*READING PASSAGE*
--------------------------------------------------

The pale-skinned pachyderm, thought to be around 11 years old, lives with a 17-strong herd of adult females and youngsters. Tracking the herd's movements could help researchers devise new strategies for the protection and management of Sri Lanka's elephants.

"This is a rare and excellent opportunity for research," says Dayananda Kariyawasam, director-general of the Department of Wildlife Conservation in Sri Lanka, which is now monitoring the animal's progress.

The elephant, named Sue after the Sinhalese word for 'white', has been seen several times in the past few weeks. "She's just hanging around," says veterinary surgeon Vijitha Berera from Sri Lanka's Department of Wildlife Conservation, where the sightings were made. "We hope that she might be pregnant," he adds.

There were rumours of sightings of an albino elephant in the same area about seven years ago, although its existence was never confirmed. Berera believes this to be the same animal.

Dung test

Albinism is extremely rare in the wild. The condition arises when the body fails to produce melanin, the pigment that gives hair, skin and eyes their colour. A variety of genetic mutations lead to the condition, which crops up occasionally in birds, reptiles and mammals.

Researchers are hoping to test dung from the albino elephant to determine which mutation she has.

We hope that she might be pregnant
Vijitha Berera
Centre for Conservation and Research in Colombo
In most cases, the genes for albinism are recessive, meaning that an animal must inherit two copies of the gene (one from each parent) to become albino. So unless the Sri Lankan white elephant finds a male with a similar gene, she is unlikely to give birth to an albino offspring.

--------------------------------------------------

(Records from a data source)

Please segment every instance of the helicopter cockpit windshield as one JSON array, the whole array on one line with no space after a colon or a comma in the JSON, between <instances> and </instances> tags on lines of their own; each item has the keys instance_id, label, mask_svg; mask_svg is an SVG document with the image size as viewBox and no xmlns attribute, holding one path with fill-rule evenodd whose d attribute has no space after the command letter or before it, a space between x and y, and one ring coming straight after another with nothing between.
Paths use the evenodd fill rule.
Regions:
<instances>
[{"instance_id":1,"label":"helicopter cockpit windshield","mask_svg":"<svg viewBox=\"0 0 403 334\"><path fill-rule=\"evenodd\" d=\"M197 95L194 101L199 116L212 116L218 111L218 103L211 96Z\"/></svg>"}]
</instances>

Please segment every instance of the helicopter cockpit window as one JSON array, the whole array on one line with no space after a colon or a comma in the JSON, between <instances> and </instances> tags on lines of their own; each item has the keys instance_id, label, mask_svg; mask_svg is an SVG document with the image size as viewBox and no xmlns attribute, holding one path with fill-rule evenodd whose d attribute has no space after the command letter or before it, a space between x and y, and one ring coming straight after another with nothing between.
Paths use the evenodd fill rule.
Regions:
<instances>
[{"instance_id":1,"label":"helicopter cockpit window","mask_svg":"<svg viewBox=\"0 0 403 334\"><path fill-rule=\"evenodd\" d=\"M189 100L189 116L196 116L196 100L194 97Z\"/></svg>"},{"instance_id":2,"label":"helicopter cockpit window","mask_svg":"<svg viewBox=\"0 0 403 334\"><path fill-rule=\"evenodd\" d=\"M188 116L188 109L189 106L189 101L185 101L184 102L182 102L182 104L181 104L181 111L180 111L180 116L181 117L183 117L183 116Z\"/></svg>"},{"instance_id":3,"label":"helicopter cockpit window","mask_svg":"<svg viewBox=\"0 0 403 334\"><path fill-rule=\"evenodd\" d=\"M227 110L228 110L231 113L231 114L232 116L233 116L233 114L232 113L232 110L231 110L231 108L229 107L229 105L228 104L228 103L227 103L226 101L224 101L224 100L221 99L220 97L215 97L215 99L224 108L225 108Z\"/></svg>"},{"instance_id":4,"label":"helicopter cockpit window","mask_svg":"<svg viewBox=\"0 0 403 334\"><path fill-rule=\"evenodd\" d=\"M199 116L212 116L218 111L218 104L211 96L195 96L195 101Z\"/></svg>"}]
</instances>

--------------------------------------------------

*EXERCISE INSTRUCTIONS*
- A) In the article about Sri Lanka's albino elephant, what do researchers hope to determine by testing her dung?
- B) Carry on the article about Sri Lanka's albino elephant from the point at which it ends.

*ANSWERS BY ITEM NUMBER*
- A) They hope to determine which genetic mutation she has.

- B)
But this is becoming more likely, says Mary Pearl, President of the Wildlife Trust. As elephant numbers shrink and inbreeding becomes more common, genetic anomalies are more likely to arise. "So we may see more white elephants in the future."

Although Sue appears healthy, lack of pigment can make some animals susceptible to eye and skin problems. Snowflake, an albino gorilla that lived in Barcelona Zoo in Spain for 37 years, suffered from skin cancer and was put to sleep last year.

Enchanted creature

In Sri Lanka, deforestation is eating away at the elephants' natural habitat. Most of the country's 4,000 elephants dwell outside protected areas and often wander into cultivated areas in search of food.

When this happens, they are often shot, says Berera. About three elephants die per week in this way.

But Berera hopes that the recent discovery will remain safe. "Most people believe that white elephants bring good luck, so she should be left alone," he says.